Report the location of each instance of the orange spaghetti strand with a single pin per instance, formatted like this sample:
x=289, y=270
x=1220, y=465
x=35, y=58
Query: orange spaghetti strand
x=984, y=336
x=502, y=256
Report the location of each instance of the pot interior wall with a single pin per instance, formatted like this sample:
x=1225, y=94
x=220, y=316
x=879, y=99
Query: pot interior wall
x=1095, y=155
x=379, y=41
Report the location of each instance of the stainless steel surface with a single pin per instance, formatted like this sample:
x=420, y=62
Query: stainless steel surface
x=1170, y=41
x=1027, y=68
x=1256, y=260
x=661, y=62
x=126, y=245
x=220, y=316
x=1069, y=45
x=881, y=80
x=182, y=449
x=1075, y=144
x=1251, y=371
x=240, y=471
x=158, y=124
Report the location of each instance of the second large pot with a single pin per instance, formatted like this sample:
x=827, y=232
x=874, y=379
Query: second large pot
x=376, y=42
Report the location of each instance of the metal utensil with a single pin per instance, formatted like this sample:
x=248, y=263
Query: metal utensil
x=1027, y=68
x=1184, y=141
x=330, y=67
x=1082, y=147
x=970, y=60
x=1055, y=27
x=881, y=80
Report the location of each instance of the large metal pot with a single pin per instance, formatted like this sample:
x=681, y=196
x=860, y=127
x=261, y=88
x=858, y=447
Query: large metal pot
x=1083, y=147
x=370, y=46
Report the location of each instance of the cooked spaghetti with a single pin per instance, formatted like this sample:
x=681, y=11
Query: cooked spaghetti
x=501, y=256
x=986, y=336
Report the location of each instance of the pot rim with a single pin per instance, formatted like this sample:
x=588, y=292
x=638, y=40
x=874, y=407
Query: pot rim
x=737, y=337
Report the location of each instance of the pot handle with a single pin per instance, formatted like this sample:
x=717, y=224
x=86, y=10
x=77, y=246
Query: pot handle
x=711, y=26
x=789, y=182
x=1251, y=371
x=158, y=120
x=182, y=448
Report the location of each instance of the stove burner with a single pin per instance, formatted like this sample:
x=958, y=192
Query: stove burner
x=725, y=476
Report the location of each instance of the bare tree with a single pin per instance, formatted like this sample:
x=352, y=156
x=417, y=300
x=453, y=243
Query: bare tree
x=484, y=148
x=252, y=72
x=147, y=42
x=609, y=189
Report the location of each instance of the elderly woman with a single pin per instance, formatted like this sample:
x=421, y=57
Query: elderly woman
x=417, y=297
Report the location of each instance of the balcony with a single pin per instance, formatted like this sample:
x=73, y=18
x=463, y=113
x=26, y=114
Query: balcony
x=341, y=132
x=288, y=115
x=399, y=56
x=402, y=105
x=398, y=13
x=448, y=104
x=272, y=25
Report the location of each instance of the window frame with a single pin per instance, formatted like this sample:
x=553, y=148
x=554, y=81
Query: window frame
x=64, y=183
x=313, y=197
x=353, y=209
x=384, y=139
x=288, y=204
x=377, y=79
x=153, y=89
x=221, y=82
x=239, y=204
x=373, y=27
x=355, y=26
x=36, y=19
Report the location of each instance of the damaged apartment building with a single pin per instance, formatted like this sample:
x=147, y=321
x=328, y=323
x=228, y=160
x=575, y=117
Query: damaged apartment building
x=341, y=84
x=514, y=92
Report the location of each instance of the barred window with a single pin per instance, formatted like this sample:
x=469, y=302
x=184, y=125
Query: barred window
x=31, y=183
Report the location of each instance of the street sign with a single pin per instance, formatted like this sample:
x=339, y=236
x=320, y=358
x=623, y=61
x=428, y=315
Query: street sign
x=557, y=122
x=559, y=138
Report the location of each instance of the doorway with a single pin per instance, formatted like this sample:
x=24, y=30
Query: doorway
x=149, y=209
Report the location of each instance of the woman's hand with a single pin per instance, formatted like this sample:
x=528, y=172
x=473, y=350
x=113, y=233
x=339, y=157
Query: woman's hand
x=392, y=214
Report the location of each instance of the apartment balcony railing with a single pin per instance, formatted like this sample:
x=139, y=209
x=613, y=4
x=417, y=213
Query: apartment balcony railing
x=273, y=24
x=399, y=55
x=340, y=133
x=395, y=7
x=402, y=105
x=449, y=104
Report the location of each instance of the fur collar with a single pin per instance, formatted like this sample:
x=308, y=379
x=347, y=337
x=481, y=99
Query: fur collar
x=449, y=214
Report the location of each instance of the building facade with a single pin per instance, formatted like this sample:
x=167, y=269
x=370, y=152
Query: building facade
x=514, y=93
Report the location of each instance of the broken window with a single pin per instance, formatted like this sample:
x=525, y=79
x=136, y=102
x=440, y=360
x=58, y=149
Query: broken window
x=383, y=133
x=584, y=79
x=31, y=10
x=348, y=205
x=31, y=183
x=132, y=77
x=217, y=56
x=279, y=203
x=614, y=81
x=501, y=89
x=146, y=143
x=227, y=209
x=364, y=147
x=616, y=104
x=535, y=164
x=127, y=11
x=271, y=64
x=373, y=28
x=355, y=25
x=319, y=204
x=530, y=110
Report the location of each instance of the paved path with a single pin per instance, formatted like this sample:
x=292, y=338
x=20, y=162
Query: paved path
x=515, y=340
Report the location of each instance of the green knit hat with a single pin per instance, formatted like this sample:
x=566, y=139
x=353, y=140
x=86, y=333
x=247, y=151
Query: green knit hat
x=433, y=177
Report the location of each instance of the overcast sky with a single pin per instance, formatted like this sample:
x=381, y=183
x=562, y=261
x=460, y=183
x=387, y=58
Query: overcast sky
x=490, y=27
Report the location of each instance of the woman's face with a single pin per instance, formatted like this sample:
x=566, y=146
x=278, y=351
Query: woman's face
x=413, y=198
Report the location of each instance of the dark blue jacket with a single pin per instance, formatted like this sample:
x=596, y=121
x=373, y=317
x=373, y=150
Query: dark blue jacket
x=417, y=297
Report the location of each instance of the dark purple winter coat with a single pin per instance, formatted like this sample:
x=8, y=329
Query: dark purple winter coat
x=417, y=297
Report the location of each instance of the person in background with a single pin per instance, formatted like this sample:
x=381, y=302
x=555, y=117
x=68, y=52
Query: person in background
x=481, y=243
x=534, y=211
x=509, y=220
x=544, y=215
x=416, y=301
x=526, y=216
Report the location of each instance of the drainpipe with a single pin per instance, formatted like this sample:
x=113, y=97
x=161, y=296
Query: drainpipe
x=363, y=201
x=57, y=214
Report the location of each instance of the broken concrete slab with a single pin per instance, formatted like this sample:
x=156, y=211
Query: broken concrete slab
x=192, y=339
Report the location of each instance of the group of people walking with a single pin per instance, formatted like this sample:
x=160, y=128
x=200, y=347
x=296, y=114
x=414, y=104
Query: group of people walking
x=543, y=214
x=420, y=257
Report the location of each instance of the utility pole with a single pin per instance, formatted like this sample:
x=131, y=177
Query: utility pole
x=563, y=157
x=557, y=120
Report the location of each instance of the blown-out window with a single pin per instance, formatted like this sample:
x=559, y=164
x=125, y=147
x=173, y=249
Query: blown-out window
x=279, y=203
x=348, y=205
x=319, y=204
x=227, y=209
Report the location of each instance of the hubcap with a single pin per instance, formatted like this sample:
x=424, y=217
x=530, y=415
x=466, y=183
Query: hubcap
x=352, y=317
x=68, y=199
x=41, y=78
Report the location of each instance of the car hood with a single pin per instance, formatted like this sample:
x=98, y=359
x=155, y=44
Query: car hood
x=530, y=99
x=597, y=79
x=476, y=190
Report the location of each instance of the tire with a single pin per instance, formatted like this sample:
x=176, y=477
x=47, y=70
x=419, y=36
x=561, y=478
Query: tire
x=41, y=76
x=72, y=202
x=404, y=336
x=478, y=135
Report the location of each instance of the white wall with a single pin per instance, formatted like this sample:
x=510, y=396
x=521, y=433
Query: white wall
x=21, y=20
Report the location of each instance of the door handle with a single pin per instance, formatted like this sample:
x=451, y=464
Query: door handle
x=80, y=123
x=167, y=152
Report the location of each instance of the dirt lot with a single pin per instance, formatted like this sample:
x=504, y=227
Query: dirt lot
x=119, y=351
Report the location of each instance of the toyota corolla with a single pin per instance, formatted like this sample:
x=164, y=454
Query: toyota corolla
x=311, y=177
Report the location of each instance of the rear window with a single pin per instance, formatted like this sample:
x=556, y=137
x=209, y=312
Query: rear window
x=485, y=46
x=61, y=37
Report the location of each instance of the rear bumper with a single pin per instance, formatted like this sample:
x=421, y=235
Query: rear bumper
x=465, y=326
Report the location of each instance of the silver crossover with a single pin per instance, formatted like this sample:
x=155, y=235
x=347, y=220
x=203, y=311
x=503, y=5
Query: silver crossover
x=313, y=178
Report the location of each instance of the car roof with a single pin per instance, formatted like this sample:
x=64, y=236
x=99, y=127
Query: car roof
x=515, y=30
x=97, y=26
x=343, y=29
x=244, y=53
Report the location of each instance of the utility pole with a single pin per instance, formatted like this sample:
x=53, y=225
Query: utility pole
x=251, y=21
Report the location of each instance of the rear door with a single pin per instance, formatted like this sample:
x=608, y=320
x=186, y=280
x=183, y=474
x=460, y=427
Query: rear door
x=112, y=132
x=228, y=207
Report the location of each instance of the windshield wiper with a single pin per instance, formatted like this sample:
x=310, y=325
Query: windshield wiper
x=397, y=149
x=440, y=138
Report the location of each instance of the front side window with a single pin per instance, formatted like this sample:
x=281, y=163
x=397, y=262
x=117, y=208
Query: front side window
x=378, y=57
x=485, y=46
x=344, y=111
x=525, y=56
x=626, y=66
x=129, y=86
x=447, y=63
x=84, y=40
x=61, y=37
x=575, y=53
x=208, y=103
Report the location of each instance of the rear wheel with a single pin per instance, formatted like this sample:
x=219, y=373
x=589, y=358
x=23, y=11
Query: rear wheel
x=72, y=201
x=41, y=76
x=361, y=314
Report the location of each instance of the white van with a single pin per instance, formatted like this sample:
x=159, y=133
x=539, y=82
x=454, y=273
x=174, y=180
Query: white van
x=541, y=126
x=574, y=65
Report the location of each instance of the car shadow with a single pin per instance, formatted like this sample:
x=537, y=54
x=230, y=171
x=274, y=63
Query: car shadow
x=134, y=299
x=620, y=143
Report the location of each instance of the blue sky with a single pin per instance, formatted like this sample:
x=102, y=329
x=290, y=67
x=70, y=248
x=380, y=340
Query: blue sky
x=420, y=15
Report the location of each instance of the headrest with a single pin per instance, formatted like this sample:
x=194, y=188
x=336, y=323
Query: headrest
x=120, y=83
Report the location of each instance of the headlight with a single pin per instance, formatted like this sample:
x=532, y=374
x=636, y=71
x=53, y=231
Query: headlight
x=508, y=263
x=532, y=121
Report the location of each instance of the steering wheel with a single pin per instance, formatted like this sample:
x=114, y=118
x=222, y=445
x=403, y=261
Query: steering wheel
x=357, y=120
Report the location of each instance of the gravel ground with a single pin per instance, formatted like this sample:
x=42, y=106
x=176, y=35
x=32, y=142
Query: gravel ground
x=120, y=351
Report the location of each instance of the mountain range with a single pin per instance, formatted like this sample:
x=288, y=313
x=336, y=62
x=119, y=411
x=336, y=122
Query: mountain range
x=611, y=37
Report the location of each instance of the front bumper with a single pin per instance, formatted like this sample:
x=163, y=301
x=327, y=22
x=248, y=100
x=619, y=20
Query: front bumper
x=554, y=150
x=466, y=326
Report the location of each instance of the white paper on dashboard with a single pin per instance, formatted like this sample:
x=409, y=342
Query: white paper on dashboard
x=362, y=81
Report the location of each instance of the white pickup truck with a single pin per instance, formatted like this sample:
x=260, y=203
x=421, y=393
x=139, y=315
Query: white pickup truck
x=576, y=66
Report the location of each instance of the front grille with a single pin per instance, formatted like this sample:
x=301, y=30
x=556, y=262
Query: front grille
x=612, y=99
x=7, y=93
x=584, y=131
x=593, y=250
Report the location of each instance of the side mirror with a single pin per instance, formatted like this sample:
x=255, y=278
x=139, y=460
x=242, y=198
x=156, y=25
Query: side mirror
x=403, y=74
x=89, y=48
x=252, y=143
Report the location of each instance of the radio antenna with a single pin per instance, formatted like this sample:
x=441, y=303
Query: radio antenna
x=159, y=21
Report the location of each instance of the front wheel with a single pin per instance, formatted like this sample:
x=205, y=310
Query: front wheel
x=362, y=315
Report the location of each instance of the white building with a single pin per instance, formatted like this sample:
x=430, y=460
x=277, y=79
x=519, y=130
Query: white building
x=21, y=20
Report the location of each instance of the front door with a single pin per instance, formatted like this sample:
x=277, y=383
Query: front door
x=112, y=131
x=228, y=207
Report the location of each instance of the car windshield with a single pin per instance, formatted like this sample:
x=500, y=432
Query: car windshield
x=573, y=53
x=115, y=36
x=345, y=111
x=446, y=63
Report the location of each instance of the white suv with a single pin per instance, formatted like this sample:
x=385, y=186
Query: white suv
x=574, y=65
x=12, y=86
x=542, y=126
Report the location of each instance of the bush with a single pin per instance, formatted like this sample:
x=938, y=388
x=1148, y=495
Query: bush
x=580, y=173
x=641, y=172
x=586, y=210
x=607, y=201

Direction
Please reproduce the entries above word for word, starting at the line that contains "Report the location of each instance of the pot handle" and stopping after the line that contains "x=725, y=476".

Right answer
Report the location of each instance of the pot handle with a single pin per instance, formatted like this sample:
x=717, y=224
x=86, y=10
x=77, y=246
Query: pot handle
x=711, y=26
x=789, y=182
x=1251, y=371
x=158, y=120
x=182, y=448
Report the location of each instance of the stove burner with a single pin per instance, formatted like this sample:
x=958, y=192
Query: stove burner
x=725, y=476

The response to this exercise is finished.